> **What is required**:
Arrange every line of the listing below as a numbered list, leaving out any blank lines.

> **Material for this exercise**:
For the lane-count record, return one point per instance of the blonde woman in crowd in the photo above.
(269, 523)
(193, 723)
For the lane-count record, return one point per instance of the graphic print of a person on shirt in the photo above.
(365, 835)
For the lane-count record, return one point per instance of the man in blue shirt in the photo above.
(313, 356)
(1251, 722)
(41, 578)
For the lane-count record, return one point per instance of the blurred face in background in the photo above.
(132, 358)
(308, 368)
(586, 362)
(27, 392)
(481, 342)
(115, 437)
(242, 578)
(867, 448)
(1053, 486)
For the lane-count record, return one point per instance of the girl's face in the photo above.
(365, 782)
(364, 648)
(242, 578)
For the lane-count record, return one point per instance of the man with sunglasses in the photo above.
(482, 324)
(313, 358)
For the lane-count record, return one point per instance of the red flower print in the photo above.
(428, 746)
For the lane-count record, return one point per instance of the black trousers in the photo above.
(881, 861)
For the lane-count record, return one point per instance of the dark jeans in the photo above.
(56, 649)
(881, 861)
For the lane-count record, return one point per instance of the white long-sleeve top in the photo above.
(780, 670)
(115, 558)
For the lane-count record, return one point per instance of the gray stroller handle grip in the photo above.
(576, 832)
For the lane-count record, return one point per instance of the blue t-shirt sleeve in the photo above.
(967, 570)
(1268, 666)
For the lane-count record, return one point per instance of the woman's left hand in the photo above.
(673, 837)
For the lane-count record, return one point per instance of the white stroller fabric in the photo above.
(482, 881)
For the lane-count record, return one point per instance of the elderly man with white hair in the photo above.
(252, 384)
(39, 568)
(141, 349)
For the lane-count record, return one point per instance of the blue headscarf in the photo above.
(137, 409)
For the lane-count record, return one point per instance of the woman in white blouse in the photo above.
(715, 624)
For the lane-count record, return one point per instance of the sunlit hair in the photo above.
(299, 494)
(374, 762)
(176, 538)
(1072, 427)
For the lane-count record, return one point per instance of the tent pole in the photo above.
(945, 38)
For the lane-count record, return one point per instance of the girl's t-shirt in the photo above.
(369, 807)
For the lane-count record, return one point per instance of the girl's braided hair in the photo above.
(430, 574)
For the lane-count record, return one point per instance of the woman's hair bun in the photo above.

> **Worked answer**:
1. For the lane-count record, return one point per instance of the blonde woman in crowd in the photo above.
2. (269, 523)
3. (193, 723)
4. For the lane-count record, return one point per instance of the graphic print of a person on shirt in the photo above.
5. (365, 835)
6. For the lane-count record, return one point per instance of the man in blue shirt in the photo above.
7. (313, 356)
8. (1251, 722)
9. (41, 578)
10. For the lane-count record, return one point per instance of the blurred face in background in the photo above.
11. (132, 358)
12. (308, 368)
13. (586, 362)
14. (27, 392)
15. (481, 342)
16. (115, 437)
17. (242, 578)
18. (867, 448)
19. (1053, 486)
20. For the lane-count record, return one point per instance of the girl's face in the photo above.
21. (365, 782)
22. (364, 648)
23. (242, 578)
24. For the lane-count record, return one point per instance of the man with sunglasses in the photo above.
25. (482, 324)
26. (313, 358)
27. For the lane-count record, return one point per instance of the red flower print in the photo above.
28. (428, 746)
29. For the lane-count record, return one point per instance of the black trousers in the photo above.
30. (881, 861)
31. For the lane-count record, return one point per instance of the dark jeans in the photo above.
32. (56, 649)
33. (881, 861)
34. For the lane-count record, return one point per instance of the white long-sleeve top in the photo above.
35. (780, 670)
36. (115, 558)
37. For the lane-count record, return one point per instance of the gray stroller handle grip in the photo above.
38. (576, 832)
39. For the lane-count record, return one point per instance of the blue t-shirt sleeve in the photo above.
40. (967, 570)
41. (1268, 666)
42. For the lane-count record, return one point per instance of the woman's left hand in the photo above.
43. (673, 837)
44. For the lane-count record, return one point per instance of the white stroller fabric in the photo above.
45. (482, 881)
46. For the lane-count record, return one point per instance of the elderly man with white hair in the photo above.
47. (252, 384)
48. (39, 568)
49. (141, 349)
50. For the lane-count record, return one point per instance of the blue headscarf in the photo above.
51. (137, 409)
52. For the lane-count record, return one point per instance of the woman in white blouse in the photo above.
53. (715, 624)
54. For the lane-count record, return one point per instance of the sunlit hair in the photo above.
55. (299, 494)
56. (374, 762)
57. (176, 538)
58. (1072, 427)
59. For the lane-count record, return one point per instance of the tent pole in the photo above.
60. (945, 38)
61. For the lane-count record, return one point per instance of the girl's t-shirt in the photo above.
62. (369, 807)
63. For the lane-count record, return one point per instance of the girl's braided hair in the photo above.
64. (430, 574)
65. For the lane-count record, return one point per instance of the woman's hair bun in the photo above.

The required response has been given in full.